Stored items:
____________________

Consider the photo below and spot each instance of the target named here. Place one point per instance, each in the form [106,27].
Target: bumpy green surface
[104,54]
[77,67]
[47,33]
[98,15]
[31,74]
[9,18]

____________________

Task instructions: Please rewrite the listing with "green" switched to "brown", leaving everything else unchanged.

Task response:
Consider the photo below and spot each instance of the target named here. Place one point per instance, each in the form [106,27].
Target: bumpy brown surface
[104,54]
[77,67]
[47,33]
[98,15]
[31,74]
[9,18]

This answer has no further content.